• [Data extracts]:
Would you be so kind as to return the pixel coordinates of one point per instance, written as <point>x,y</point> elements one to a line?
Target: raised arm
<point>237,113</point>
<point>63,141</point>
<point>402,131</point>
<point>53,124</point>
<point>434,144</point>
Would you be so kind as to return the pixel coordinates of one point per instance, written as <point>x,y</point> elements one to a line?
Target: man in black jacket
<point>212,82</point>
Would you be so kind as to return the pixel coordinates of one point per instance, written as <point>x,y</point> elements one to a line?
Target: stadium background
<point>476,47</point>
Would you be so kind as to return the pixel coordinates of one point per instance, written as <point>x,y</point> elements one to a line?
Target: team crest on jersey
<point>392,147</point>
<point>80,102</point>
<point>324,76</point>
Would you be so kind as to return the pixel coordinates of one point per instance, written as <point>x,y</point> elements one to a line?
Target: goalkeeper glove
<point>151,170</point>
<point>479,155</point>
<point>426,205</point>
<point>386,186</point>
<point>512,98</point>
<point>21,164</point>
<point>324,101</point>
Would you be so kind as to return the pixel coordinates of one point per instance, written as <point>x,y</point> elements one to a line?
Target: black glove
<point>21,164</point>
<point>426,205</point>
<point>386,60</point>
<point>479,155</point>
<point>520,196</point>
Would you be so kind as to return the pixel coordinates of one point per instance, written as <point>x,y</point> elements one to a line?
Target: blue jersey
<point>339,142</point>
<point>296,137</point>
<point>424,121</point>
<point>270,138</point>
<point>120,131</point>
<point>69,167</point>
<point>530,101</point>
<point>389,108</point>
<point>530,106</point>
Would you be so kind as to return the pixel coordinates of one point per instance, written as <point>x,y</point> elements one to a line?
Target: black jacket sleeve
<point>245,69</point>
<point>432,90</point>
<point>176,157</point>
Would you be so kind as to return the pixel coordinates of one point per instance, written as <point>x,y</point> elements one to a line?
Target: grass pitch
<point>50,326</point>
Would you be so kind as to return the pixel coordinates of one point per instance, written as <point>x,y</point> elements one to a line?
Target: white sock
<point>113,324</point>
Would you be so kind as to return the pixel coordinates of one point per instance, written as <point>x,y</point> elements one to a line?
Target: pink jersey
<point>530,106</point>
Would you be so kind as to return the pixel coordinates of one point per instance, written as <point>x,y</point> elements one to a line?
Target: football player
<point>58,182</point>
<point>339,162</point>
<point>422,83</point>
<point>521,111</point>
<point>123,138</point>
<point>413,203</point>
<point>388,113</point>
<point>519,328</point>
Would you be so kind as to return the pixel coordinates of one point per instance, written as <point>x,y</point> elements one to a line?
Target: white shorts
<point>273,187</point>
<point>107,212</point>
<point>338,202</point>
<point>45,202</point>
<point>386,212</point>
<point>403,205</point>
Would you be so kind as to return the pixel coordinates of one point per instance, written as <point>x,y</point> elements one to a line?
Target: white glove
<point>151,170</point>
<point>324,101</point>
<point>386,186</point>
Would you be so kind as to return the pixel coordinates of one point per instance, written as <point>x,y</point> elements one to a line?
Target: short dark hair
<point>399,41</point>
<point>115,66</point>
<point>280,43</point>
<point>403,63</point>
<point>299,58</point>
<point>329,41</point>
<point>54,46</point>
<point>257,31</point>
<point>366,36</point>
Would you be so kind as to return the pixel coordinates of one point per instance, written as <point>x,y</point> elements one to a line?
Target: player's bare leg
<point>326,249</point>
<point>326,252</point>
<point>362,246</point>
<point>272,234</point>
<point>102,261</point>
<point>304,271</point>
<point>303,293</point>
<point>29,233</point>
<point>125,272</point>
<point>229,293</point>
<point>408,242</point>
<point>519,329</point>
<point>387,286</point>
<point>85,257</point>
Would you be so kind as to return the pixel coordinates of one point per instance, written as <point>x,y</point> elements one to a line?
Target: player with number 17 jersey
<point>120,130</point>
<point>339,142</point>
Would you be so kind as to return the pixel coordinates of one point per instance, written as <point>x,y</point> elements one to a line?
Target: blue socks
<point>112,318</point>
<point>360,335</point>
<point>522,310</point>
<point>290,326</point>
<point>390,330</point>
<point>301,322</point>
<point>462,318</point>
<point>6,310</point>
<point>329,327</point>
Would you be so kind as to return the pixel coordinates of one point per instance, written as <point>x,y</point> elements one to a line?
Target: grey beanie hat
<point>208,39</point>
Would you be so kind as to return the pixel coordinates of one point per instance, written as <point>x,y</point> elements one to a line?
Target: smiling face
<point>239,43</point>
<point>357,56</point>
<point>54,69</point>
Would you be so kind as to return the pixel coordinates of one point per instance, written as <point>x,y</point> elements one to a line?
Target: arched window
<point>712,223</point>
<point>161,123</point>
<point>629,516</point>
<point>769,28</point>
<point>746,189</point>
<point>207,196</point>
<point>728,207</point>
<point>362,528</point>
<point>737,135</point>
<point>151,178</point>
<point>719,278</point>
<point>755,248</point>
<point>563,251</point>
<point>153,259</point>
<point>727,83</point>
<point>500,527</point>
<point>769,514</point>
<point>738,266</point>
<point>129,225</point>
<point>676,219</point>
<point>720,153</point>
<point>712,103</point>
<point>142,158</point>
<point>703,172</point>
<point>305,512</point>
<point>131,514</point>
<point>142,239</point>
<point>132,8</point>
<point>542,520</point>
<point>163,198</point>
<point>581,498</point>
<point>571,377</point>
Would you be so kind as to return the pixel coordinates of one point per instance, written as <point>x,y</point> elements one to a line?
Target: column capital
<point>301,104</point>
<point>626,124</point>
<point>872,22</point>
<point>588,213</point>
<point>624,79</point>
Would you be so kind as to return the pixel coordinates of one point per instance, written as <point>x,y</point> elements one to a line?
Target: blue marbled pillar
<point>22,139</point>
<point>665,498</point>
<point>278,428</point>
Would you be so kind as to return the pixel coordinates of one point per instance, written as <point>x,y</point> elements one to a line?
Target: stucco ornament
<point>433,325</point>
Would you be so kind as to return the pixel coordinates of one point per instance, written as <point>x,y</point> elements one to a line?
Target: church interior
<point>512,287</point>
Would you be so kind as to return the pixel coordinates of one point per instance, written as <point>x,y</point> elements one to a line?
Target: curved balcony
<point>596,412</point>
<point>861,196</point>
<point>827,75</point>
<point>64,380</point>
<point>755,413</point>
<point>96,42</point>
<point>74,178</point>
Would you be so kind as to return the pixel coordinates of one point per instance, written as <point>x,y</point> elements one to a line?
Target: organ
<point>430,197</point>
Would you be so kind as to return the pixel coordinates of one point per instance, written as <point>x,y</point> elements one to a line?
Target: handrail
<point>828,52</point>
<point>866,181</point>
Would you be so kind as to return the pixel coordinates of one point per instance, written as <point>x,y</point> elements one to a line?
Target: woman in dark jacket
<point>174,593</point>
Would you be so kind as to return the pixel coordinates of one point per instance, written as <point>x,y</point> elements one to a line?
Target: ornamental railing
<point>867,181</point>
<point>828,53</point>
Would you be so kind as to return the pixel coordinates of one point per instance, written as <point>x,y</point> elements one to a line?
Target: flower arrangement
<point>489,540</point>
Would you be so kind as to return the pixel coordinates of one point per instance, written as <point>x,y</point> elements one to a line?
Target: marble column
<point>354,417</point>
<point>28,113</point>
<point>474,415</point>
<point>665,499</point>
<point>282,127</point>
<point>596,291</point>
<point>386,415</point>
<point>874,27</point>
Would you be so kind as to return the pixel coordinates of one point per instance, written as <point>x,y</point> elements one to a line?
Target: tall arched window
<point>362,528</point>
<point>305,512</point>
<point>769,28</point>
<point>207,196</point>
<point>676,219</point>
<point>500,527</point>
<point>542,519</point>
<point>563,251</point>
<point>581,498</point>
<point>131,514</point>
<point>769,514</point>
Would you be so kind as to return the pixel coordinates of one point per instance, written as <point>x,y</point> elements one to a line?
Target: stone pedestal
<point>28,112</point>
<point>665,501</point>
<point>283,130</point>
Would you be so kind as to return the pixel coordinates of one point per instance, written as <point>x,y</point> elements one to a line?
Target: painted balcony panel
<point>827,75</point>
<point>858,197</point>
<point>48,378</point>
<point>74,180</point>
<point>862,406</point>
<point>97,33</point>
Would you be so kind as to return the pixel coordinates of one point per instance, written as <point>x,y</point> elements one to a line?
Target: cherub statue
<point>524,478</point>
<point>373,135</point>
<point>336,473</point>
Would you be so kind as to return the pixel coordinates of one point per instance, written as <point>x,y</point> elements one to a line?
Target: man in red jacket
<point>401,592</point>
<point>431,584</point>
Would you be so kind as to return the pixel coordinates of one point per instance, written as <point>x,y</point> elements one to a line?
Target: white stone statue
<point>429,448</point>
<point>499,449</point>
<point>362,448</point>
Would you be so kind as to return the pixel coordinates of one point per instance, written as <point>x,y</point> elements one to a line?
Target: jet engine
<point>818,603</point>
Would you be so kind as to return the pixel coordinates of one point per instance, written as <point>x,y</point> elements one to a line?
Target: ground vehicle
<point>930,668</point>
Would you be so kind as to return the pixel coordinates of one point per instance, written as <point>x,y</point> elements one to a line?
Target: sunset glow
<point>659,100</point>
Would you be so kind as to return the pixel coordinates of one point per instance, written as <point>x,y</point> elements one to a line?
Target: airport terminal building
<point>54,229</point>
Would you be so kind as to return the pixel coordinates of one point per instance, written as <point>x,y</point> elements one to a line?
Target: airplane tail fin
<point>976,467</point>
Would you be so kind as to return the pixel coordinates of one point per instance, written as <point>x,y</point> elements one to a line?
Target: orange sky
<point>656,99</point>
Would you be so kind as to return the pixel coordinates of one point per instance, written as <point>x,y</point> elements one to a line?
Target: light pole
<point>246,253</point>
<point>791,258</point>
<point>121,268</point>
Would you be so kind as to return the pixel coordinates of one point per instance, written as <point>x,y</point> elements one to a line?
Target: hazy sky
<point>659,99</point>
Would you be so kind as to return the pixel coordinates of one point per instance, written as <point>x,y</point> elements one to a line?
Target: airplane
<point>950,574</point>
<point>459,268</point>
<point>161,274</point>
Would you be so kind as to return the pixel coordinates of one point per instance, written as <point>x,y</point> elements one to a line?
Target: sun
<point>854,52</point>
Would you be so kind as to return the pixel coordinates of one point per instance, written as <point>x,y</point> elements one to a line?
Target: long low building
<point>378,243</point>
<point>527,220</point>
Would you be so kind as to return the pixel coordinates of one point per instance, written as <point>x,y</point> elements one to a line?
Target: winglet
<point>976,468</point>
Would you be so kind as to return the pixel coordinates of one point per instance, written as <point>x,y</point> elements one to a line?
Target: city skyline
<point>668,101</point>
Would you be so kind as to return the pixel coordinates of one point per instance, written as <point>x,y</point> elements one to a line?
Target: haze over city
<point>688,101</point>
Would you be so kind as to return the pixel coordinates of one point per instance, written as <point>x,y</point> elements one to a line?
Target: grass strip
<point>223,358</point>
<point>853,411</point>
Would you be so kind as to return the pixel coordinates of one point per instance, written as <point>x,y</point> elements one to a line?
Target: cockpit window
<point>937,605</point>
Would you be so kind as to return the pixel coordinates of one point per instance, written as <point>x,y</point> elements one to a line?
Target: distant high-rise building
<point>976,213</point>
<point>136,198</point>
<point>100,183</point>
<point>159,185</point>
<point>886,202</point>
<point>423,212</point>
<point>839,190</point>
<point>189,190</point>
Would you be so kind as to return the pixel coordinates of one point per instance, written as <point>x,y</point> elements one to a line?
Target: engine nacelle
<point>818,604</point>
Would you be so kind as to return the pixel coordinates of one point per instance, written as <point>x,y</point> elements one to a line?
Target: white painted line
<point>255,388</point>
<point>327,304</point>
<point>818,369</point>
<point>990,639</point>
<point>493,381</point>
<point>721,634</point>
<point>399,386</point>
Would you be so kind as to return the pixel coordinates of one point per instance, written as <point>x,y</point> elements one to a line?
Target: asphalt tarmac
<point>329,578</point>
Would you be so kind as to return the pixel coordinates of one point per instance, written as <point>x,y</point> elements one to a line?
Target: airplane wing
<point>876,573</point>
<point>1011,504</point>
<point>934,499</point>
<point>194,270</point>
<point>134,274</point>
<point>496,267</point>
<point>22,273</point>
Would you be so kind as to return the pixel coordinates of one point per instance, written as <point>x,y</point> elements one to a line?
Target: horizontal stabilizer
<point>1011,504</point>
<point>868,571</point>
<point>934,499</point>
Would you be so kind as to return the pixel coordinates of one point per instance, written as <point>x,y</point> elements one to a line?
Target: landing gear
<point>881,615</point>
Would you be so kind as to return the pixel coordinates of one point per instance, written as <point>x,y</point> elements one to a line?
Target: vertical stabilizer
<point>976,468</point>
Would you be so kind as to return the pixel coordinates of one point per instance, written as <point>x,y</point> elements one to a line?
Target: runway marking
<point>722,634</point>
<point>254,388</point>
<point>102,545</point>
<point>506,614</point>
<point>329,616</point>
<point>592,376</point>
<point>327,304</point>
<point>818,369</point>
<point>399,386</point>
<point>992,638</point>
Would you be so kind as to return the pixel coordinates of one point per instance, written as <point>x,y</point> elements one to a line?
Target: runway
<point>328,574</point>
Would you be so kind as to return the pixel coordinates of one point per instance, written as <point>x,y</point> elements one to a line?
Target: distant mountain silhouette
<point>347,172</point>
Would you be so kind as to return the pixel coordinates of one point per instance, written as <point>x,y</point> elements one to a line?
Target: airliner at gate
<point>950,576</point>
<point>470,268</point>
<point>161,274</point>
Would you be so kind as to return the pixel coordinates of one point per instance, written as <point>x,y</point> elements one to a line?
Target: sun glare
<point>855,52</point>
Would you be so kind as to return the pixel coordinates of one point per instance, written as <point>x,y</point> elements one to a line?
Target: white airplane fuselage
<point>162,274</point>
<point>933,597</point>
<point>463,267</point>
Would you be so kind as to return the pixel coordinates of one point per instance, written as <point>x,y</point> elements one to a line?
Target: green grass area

• [Required action]: Write out the lines above, starting at the line that contains "Target: white airplane fuselage" and ending with the final line, and nothing else; copy them exactly.

• [Exercise response]:
Target: white airplane fuselage
<point>162,274</point>
<point>933,597</point>
<point>463,267</point>
Would you be so kind as to return the pixel coordinates of one point per instance, written as <point>x,y</point> elements one to a line?
Target: green grass area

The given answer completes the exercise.